(Dataset entries)
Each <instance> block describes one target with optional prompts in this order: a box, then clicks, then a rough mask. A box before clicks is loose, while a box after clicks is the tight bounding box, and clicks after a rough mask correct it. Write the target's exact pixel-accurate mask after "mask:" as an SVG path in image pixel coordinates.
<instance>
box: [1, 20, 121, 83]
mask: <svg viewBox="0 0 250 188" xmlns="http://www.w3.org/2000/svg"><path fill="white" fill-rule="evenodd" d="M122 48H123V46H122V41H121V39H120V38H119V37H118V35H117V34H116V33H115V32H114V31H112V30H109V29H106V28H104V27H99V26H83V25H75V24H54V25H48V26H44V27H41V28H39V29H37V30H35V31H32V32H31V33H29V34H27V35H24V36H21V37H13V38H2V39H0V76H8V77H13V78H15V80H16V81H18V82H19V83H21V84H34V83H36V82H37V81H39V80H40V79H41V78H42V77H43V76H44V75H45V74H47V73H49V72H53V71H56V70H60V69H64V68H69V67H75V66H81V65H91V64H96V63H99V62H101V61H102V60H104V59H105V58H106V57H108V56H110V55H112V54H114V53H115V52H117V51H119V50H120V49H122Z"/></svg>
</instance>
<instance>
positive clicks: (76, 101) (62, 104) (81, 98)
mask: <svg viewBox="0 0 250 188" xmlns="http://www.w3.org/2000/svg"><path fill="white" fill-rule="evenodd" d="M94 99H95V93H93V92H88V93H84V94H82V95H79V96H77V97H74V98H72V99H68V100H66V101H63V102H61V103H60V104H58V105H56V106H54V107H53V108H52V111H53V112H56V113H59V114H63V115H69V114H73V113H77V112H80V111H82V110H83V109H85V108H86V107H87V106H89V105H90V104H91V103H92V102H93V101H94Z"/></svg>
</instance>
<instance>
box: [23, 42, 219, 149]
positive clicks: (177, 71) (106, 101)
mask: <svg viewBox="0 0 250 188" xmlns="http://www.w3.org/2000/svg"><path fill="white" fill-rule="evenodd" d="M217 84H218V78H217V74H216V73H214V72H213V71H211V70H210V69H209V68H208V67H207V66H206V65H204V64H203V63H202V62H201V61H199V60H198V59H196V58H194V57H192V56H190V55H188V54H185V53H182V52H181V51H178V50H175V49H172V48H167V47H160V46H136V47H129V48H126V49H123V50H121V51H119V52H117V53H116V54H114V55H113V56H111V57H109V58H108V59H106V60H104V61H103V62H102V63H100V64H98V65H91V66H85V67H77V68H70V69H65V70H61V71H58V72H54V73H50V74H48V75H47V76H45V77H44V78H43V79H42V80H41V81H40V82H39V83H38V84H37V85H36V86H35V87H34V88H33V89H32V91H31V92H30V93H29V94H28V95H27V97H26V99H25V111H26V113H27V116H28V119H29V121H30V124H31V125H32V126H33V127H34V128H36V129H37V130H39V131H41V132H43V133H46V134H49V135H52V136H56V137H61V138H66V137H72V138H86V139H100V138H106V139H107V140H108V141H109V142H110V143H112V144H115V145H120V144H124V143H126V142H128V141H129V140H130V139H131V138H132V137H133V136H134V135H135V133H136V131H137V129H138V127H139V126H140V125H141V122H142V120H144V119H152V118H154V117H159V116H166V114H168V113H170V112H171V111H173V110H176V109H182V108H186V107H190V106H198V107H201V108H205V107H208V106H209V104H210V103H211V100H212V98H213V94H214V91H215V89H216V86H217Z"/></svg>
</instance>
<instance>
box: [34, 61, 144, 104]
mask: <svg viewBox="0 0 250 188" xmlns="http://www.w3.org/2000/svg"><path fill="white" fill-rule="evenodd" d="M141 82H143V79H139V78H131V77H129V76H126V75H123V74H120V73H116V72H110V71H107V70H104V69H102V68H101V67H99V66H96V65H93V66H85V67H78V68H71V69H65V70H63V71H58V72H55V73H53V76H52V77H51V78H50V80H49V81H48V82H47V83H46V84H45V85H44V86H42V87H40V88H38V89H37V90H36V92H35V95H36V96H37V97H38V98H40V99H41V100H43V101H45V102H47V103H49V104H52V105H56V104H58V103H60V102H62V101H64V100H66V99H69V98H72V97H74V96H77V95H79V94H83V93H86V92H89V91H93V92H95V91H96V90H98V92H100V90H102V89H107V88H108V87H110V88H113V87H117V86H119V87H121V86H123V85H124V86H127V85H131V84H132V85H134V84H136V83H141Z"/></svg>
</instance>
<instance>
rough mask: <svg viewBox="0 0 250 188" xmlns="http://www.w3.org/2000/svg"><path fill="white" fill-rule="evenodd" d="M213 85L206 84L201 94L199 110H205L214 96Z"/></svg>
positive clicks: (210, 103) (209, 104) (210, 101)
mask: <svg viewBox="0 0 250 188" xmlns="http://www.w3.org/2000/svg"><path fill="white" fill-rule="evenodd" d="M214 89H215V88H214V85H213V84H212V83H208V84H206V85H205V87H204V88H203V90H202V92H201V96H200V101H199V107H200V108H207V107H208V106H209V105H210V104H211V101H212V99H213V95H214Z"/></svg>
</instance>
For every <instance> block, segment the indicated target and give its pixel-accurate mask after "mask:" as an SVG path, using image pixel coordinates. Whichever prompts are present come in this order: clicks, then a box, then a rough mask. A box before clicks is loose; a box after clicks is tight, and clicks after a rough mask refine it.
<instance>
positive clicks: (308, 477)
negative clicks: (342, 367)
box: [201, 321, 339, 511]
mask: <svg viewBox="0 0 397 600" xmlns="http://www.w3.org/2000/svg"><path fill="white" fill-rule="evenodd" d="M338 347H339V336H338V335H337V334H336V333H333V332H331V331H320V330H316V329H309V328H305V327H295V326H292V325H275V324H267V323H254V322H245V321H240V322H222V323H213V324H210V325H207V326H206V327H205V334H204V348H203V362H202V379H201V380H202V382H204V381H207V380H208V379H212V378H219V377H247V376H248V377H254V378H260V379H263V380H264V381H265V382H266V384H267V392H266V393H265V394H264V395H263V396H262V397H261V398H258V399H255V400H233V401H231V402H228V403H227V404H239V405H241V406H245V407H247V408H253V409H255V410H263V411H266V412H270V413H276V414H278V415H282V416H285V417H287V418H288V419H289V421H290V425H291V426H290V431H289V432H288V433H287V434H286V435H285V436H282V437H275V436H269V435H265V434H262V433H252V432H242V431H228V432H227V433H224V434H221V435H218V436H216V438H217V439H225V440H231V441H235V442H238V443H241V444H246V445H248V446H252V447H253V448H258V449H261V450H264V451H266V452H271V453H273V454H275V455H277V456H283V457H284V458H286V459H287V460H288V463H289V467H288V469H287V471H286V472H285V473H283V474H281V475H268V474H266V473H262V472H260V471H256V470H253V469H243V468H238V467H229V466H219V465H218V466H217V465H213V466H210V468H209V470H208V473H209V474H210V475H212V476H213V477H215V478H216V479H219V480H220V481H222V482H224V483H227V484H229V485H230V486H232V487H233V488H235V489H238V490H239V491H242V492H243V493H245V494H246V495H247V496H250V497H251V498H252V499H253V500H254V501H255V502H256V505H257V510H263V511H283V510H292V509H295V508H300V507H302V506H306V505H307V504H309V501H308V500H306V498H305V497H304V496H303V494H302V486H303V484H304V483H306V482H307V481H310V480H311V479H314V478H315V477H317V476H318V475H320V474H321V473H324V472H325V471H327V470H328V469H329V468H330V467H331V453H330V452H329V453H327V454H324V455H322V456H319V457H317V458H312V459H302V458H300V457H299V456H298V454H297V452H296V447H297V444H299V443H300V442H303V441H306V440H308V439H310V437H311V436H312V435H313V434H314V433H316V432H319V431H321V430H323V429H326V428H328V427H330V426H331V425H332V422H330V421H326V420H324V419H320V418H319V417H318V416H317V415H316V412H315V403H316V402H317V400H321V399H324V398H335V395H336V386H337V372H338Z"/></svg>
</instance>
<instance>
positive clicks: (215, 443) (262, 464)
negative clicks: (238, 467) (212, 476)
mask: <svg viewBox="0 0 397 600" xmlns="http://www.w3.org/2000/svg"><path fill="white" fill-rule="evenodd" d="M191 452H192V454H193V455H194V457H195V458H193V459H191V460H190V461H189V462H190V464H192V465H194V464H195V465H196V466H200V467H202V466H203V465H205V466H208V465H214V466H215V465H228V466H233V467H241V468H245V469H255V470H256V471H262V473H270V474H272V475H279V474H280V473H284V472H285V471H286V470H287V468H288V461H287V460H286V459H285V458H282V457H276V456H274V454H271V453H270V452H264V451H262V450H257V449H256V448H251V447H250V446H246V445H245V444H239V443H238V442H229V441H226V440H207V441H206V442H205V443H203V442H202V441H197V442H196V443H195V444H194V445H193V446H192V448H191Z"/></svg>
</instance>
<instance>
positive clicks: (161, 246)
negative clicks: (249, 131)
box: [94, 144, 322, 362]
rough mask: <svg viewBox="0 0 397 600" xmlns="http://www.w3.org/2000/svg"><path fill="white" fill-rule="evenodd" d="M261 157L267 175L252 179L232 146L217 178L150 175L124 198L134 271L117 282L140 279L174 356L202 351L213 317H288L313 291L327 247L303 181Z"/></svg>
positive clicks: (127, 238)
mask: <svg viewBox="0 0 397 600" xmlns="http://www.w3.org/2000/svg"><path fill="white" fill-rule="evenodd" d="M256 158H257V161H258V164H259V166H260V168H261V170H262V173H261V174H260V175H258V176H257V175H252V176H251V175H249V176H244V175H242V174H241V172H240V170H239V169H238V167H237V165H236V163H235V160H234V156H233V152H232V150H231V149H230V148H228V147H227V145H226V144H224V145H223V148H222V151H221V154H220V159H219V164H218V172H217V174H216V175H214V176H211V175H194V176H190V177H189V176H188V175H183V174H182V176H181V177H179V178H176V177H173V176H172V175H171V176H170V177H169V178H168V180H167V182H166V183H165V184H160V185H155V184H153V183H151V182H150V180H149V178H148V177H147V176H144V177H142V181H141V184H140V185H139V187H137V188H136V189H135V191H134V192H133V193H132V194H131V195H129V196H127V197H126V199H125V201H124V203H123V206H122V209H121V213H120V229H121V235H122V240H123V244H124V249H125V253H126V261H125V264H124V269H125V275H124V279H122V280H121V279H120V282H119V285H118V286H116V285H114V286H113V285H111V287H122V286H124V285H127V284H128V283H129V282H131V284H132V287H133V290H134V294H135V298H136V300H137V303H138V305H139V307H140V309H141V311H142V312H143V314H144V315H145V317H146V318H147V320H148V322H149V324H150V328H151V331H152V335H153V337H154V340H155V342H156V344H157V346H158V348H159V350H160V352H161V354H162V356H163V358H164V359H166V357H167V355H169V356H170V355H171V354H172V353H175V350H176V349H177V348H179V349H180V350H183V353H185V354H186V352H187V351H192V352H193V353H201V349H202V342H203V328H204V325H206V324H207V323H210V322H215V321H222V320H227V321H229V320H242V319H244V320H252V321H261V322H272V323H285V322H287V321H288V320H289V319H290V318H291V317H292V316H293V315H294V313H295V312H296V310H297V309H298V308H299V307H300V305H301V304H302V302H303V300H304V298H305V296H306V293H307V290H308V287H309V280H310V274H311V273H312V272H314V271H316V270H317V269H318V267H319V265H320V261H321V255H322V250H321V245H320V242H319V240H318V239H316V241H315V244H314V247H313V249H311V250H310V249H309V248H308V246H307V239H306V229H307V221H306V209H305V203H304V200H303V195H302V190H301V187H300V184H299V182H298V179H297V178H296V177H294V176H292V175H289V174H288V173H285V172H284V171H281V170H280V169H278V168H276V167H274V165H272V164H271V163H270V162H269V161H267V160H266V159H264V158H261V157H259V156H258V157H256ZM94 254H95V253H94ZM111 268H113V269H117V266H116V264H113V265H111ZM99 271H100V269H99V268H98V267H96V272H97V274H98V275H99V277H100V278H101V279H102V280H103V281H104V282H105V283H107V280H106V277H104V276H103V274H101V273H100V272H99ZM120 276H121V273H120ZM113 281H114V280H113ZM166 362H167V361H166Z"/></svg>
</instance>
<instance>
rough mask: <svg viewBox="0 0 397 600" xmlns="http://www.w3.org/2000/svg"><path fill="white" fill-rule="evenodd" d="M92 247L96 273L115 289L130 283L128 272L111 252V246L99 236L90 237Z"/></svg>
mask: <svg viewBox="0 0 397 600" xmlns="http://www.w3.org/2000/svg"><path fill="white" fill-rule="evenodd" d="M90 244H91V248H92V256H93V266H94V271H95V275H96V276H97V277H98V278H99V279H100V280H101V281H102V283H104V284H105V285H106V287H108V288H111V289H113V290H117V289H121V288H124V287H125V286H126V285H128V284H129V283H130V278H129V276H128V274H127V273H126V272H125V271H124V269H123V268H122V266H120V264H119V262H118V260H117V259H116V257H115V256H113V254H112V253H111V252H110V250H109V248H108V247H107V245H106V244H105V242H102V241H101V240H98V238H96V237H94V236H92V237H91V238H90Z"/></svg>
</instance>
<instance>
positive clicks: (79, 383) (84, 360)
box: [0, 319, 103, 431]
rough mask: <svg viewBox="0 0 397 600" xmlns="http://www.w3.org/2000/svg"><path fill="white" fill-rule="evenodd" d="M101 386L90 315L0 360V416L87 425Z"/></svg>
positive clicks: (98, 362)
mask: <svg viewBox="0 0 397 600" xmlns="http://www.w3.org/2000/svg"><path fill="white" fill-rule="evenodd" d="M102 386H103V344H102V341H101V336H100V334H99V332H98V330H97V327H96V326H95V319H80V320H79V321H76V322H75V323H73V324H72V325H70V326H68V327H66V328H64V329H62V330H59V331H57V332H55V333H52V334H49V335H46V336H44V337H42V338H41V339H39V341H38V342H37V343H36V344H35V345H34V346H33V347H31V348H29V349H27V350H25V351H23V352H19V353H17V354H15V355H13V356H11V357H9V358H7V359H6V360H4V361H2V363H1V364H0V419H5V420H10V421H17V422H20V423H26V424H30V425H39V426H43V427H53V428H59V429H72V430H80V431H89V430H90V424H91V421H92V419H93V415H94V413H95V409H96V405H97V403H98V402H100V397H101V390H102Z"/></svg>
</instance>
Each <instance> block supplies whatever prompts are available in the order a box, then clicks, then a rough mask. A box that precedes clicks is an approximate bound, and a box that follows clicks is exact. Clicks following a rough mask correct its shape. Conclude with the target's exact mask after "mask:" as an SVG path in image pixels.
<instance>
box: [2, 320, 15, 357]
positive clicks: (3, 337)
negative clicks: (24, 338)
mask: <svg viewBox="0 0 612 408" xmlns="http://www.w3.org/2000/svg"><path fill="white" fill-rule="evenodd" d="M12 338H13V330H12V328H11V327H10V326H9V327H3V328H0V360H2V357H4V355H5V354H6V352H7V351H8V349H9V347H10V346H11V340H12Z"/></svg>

* **DIRECTIONS FOR THIS TASK**
Once the line with "386L90 315L0 360V416L87" is found, write out that line and every one after it through the last line of the records, exactly and with nothing else.

* **SOLVED EXERCISE**
rough mask: <svg viewBox="0 0 397 600" xmlns="http://www.w3.org/2000/svg"><path fill="white" fill-rule="evenodd" d="M101 386L90 315L0 360V416L87 425Z"/></svg>
positive clicks: (98, 362)
mask: <svg viewBox="0 0 397 600" xmlns="http://www.w3.org/2000/svg"><path fill="white" fill-rule="evenodd" d="M102 386H103V344H102V341H101V336H100V334H99V332H98V330H97V327H96V326H95V319H80V320H79V321H76V322H75V323H73V324H72V325H70V326H68V327H66V328H64V329H62V330H59V331H57V332H55V333H52V334H49V335H46V336H44V337H42V338H41V339H39V341H38V342H37V343H36V344H35V345H34V346H33V347H31V348H29V349H27V350H25V351H23V352H19V353H17V354H15V355H13V356H11V357H9V358H7V359H6V360H4V361H2V363H1V364H0V419H5V420H10V421H17V422H20V423H26V424H30V425H39V426H43V427H53V428H59V429H72V430H80V431H89V430H90V424H91V421H92V419H93V415H94V413H95V409H96V405H97V403H98V402H100V397H101V390H102Z"/></svg>
</instance>
Each <instance> block supplies whatever prompts are available in the order a box, then clicks, then a rough mask. A box that precedes clicks is an approximate bound, and a box that follows clicks is exact. Clicks following a rough mask correct its shape. Conclude with the target's exact mask after "mask:" as an SVG path in image pixels.
<instance>
box: [2, 320, 15, 357]
positive clicks: (3, 337)
negative clicks: (24, 338)
mask: <svg viewBox="0 0 612 408" xmlns="http://www.w3.org/2000/svg"><path fill="white" fill-rule="evenodd" d="M12 338H13V330H12V328H11V327H10V326H9V327H3V328H0V360H2V357H4V355H5V354H6V352H7V351H8V349H9V347H10V346H11V340H12Z"/></svg>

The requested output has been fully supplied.